§ **PROBLEM TO SOLVE**: Lay out the material as a Markdown table with the columns "No." and "Line", one row per line. Start at the line that contains "I would appreciate it if you could identify the white hockey", go through the end of the material, and skip blank lines.

§ **DATA ROWS**:
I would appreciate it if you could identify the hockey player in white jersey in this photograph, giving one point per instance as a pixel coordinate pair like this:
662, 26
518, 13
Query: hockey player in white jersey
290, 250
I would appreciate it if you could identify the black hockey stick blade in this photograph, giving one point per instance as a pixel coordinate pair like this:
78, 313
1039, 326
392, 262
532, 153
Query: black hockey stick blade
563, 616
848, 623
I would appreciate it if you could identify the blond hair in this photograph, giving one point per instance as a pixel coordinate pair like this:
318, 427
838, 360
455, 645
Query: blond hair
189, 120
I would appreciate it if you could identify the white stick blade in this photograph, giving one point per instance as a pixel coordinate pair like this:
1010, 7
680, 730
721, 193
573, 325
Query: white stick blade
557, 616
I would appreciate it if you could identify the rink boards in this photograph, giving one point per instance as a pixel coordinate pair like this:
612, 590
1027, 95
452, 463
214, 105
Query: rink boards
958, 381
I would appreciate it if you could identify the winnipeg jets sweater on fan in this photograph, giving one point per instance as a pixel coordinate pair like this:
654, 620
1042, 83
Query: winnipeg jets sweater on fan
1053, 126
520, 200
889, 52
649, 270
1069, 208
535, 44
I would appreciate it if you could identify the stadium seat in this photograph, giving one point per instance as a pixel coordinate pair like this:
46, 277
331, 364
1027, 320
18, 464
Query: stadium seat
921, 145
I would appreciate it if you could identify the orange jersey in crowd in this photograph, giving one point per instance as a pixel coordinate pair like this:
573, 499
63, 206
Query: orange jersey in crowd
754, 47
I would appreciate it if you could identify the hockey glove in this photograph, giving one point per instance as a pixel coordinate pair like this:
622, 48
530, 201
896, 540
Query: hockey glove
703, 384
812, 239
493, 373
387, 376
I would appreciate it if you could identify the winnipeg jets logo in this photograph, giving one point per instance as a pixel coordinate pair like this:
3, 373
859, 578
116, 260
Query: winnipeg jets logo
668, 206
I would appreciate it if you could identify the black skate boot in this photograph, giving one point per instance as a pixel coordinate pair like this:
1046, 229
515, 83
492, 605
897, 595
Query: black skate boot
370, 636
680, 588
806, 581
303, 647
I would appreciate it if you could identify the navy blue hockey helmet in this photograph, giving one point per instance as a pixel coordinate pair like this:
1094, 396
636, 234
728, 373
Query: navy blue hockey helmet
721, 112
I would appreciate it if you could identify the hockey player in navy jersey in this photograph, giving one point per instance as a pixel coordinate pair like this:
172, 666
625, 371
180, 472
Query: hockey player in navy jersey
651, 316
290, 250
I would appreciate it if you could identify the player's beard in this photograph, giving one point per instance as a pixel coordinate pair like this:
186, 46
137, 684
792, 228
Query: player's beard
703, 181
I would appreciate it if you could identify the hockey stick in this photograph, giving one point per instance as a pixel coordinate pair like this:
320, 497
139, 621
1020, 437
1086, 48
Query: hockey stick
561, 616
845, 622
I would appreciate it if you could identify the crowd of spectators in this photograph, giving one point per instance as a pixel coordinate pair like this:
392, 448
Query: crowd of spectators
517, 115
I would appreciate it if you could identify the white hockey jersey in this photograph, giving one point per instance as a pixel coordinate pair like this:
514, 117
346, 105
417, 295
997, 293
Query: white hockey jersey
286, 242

§ **TASK ANSWER**:
| No. | Line |
|---|---|
| 1 | I would appreciate it if you could identify the white hockey jersey in this photograph, giving one point per instance as a pixel coordinate pair like this: |
| 2 | 514, 117 |
| 3 | 346, 105 |
| 4 | 417, 295 |
| 5 | 997, 293 |
| 6 | Query: white hockey jersey |
| 7 | 286, 242 |